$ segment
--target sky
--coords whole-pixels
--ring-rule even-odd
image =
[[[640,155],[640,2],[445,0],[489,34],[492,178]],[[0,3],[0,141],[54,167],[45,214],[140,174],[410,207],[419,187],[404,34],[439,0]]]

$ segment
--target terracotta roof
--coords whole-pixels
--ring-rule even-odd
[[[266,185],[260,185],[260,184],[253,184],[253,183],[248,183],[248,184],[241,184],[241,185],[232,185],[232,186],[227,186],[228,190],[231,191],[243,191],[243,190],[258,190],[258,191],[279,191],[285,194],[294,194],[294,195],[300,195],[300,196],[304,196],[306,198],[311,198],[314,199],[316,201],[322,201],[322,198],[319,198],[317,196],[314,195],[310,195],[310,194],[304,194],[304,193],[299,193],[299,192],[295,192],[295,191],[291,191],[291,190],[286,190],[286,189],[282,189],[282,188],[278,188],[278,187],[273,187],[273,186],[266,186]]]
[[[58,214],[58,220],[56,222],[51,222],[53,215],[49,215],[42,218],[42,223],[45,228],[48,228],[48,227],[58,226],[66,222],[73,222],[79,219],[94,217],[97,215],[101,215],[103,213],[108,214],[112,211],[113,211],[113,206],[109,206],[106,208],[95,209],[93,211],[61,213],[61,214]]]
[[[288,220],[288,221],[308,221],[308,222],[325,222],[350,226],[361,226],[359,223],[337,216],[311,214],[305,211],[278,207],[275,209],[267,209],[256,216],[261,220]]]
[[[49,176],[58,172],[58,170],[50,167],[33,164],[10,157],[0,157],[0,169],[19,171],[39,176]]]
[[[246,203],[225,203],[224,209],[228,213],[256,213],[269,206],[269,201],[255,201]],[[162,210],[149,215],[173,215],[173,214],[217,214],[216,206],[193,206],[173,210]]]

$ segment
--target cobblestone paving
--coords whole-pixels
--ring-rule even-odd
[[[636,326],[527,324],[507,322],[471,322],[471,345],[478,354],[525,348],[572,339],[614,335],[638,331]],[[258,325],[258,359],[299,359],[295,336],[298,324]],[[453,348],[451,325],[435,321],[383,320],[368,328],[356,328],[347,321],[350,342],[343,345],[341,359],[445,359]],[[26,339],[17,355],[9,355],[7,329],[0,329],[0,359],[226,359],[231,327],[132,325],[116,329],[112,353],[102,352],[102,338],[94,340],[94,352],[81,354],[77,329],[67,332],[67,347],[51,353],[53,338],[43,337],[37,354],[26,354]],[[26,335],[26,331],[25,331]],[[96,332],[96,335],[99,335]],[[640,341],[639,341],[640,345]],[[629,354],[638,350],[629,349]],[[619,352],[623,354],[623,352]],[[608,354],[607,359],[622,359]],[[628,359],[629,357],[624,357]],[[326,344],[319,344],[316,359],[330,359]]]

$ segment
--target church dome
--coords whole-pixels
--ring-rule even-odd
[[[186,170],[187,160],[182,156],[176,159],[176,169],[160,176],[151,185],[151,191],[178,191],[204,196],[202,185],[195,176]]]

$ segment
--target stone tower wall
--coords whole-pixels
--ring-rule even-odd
- - - - -
◆ **What the exercise asks**: Each line must be given again exactly as written above.

◆ **Response box**:
$ segment
--target sky
--coords whole-pixels
--ring-rule even-odd
image =
[[[640,155],[640,2],[445,0],[489,34],[492,178]],[[0,3],[0,141],[54,167],[45,214],[140,174],[410,207],[419,187],[404,34],[439,0]]]

$ segment
--target terracotta roof
--coords whole-pixels
--ring-rule even-odd
[[[266,185],[260,185],[260,184],[253,184],[253,183],[248,183],[248,184],[241,184],[241,185],[232,185],[232,186],[227,186],[228,190],[231,191],[243,191],[243,190],[258,190],[258,191],[279,191],[285,194],[294,194],[294,195],[300,195],[300,196],[304,196],[306,198],[311,198],[314,199],[316,201],[322,201],[322,198],[319,198],[317,196],[314,195],[310,195],[310,194],[304,194],[304,193],[299,193],[299,192],[295,192],[295,191],[291,191],[291,190],[286,190],[286,189],[282,189],[282,188],[278,188],[278,187],[273,187],[273,186],[266,186]]]
[[[58,214],[58,220],[56,222],[51,222],[53,215],[49,215],[42,218],[42,223],[45,228],[48,228],[48,227],[58,226],[66,222],[73,222],[79,219],[94,217],[97,215],[101,215],[103,213],[108,214],[112,211],[113,211],[113,206],[109,206],[106,208],[95,209],[93,211],[61,213],[61,214]]]
[[[288,220],[288,221],[308,221],[308,222],[325,222],[350,226],[361,226],[359,223],[337,216],[311,214],[305,211],[278,207],[275,209],[267,209],[256,216],[261,220]]]
[[[49,176],[58,172],[58,170],[50,167],[33,164],[10,157],[0,157],[0,169],[19,171],[39,176]]]
[[[246,203],[225,203],[224,209],[228,213],[256,213],[269,206],[269,201],[255,201]],[[162,210],[149,215],[173,215],[173,214],[217,214],[216,206],[193,206],[173,210]]]

$ segment
--target cobblestone paving
--coords whole-pixels
--ring-rule even-odd
[[[636,326],[527,324],[507,322],[471,322],[471,345],[478,354],[525,348],[572,339],[614,335],[638,331]],[[258,325],[258,359],[299,359],[295,336],[298,324]],[[453,348],[451,325],[435,321],[383,320],[368,328],[356,328],[347,321],[350,342],[343,345],[341,359],[445,359]],[[26,339],[17,355],[9,355],[7,329],[0,329],[0,359],[226,359],[231,327],[132,325],[116,329],[112,353],[102,352],[102,338],[94,340],[94,352],[81,354],[77,329],[67,332],[67,347],[51,353],[53,338],[43,337],[37,354],[26,354]],[[26,335],[26,331],[25,331]],[[96,332],[96,335],[99,335]],[[640,341],[639,341],[640,345]],[[629,354],[638,350],[629,349]],[[619,352],[623,354],[623,352]],[[608,354],[607,359],[622,359]],[[628,359],[629,357],[624,357]],[[326,344],[319,344],[316,359],[330,359]]]

$ segment
--target church dome
--coords whole-pixels
--ring-rule even-odd
[[[186,170],[187,160],[182,156],[176,159],[176,169],[160,176],[151,185],[151,191],[178,191],[204,196],[202,185],[195,176]]]

$ segment
--target stone tower wall
--coords whole-pixels
--ring-rule even-odd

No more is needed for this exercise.